====== Data extracts
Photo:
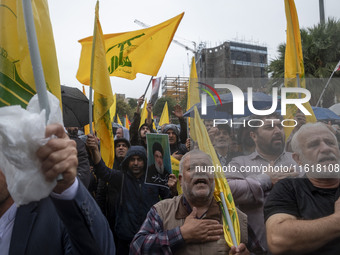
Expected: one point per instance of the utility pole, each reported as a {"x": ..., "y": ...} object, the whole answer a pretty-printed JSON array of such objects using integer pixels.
[{"x": 322, "y": 12}]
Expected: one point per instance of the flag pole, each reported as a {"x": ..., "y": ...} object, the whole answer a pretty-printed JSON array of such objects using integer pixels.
[
  {"x": 148, "y": 86},
  {"x": 38, "y": 71},
  {"x": 323, "y": 91},
  {"x": 230, "y": 225},
  {"x": 91, "y": 72}
]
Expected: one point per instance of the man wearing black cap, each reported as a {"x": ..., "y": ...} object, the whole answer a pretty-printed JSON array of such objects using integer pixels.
[
  {"x": 157, "y": 174},
  {"x": 177, "y": 149},
  {"x": 106, "y": 195},
  {"x": 135, "y": 197}
]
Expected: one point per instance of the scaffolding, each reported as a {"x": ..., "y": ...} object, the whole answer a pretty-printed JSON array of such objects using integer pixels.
[{"x": 175, "y": 87}]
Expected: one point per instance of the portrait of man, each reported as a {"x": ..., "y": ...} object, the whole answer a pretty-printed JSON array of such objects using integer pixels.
[{"x": 158, "y": 161}]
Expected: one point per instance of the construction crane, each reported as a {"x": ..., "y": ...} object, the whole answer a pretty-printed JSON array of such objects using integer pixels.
[{"x": 175, "y": 41}]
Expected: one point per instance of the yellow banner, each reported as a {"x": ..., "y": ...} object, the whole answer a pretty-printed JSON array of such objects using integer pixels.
[
  {"x": 200, "y": 134},
  {"x": 294, "y": 66},
  {"x": 165, "y": 115},
  {"x": 129, "y": 53},
  {"x": 17, "y": 84},
  {"x": 103, "y": 97}
]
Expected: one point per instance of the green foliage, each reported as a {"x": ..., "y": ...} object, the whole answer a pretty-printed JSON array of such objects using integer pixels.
[
  {"x": 124, "y": 108},
  {"x": 158, "y": 107},
  {"x": 132, "y": 102},
  {"x": 321, "y": 53}
]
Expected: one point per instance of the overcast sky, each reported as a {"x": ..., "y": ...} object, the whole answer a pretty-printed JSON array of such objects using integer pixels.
[{"x": 260, "y": 22}]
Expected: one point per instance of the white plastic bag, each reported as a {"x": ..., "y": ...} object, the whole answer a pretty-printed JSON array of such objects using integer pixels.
[{"x": 22, "y": 132}]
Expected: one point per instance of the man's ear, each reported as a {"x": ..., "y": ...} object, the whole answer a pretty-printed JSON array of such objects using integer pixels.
[
  {"x": 252, "y": 135},
  {"x": 296, "y": 157}
]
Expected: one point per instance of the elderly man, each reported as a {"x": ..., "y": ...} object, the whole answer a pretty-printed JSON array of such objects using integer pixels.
[
  {"x": 253, "y": 179},
  {"x": 66, "y": 222},
  {"x": 302, "y": 214},
  {"x": 190, "y": 223}
]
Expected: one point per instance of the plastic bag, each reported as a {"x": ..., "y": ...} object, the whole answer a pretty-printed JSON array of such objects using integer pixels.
[{"x": 22, "y": 132}]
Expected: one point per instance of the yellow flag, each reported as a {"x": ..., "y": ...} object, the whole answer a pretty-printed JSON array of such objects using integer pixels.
[
  {"x": 193, "y": 94},
  {"x": 113, "y": 108},
  {"x": 127, "y": 122},
  {"x": 165, "y": 115},
  {"x": 118, "y": 121},
  {"x": 200, "y": 135},
  {"x": 175, "y": 171},
  {"x": 294, "y": 66},
  {"x": 128, "y": 53},
  {"x": 103, "y": 97},
  {"x": 17, "y": 84},
  {"x": 143, "y": 114},
  {"x": 87, "y": 128}
]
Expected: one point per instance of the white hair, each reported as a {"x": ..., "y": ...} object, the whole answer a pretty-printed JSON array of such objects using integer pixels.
[
  {"x": 187, "y": 157},
  {"x": 296, "y": 143}
]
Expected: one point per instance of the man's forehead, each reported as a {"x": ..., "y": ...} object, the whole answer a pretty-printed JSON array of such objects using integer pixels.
[
  {"x": 315, "y": 133},
  {"x": 135, "y": 157}
]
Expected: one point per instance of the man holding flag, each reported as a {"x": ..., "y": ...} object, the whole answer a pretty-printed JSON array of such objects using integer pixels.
[{"x": 190, "y": 223}]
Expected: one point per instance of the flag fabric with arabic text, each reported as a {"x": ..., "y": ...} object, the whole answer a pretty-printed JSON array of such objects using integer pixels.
[
  {"x": 103, "y": 97},
  {"x": 165, "y": 115},
  {"x": 199, "y": 134},
  {"x": 17, "y": 84},
  {"x": 294, "y": 66},
  {"x": 129, "y": 53}
]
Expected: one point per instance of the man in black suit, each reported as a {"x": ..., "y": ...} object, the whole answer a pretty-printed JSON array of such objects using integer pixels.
[{"x": 66, "y": 222}]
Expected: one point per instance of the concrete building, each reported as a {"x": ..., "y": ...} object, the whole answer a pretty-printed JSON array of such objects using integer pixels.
[{"x": 232, "y": 60}]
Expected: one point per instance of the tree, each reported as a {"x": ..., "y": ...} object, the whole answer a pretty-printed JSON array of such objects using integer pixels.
[
  {"x": 158, "y": 107},
  {"x": 123, "y": 108},
  {"x": 132, "y": 103},
  {"x": 321, "y": 53}
]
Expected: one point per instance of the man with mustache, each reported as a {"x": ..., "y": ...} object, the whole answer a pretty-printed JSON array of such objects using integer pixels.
[
  {"x": 302, "y": 214},
  {"x": 254, "y": 177},
  {"x": 190, "y": 223}
]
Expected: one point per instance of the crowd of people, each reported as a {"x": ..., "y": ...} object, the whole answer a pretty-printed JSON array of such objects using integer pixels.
[{"x": 286, "y": 193}]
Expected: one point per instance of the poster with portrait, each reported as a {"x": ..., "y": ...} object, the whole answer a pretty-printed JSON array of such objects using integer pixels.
[{"x": 159, "y": 163}]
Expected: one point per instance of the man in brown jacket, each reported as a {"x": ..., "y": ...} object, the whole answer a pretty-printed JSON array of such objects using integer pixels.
[{"x": 190, "y": 223}]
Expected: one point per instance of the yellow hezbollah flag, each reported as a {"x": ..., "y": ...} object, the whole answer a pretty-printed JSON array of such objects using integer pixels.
[
  {"x": 200, "y": 135},
  {"x": 103, "y": 97},
  {"x": 143, "y": 114},
  {"x": 175, "y": 171},
  {"x": 118, "y": 121},
  {"x": 165, "y": 115},
  {"x": 17, "y": 84},
  {"x": 113, "y": 108},
  {"x": 294, "y": 67},
  {"x": 140, "y": 51},
  {"x": 127, "y": 122}
]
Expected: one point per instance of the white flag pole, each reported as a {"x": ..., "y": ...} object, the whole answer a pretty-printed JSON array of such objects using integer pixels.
[{"x": 38, "y": 71}]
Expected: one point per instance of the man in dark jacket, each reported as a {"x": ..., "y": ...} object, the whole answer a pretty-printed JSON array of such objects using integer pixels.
[
  {"x": 135, "y": 197},
  {"x": 177, "y": 149},
  {"x": 107, "y": 194}
]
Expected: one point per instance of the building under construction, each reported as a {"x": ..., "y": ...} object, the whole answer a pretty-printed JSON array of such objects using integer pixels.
[
  {"x": 175, "y": 87},
  {"x": 230, "y": 61}
]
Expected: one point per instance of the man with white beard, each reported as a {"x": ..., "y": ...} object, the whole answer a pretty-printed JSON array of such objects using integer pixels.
[
  {"x": 190, "y": 223},
  {"x": 157, "y": 174},
  {"x": 302, "y": 214}
]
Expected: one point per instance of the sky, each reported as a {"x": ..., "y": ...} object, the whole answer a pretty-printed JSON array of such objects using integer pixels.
[{"x": 260, "y": 22}]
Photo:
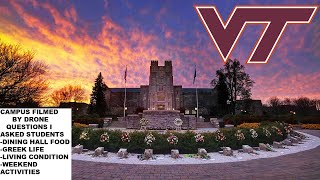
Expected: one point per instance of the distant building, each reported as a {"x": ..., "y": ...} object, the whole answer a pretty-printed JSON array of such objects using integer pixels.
[
  {"x": 77, "y": 108},
  {"x": 161, "y": 94},
  {"x": 249, "y": 106}
]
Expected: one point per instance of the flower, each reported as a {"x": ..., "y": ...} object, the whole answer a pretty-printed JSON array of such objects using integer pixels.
[
  {"x": 199, "y": 138},
  {"x": 267, "y": 132},
  {"x": 288, "y": 128},
  {"x": 220, "y": 136},
  {"x": 172, "y": 139},
  {"x": 143, "y": 121},
  {"x": 84, "y": 135},
  {"x": 149, "y": 139},
  {"x": 279, "y": 132},
  {"x": 254, "y": 133},
  {"x": 125, "y": 137},
  {"x": 104, "y": 137},
  {"x": 240, "y": 136}
]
============
_Exercise_: Give back the lines above exactly, from the one with "Expected: one point per instance of the flower, each" through the last line.

_Written answer_:
Expected: one point per instance of the flower, each reported as a {"x": ..., "y": ...} object, the whole answer a pretty-printed JSON array of such objects using integer pixels.
[
  {"x": 199, "y": 138},
  {"x": 267, "y": 132},
  {"x": 288, "y": 128},
  {"x": 220, "y": 136},
  {"x": 172, "y": 139},
  {"x": 143, "y": 121},
  {"x": 84, "y": 135},
  {"x": 149, "y": 139},
  {"x": 279, "y": 132},
  {"x": 254, "y": 133},
  {"x": 125, "y": 137},
  {"x": 104, "y": 137},
  {"x": 240, "y": 136}
]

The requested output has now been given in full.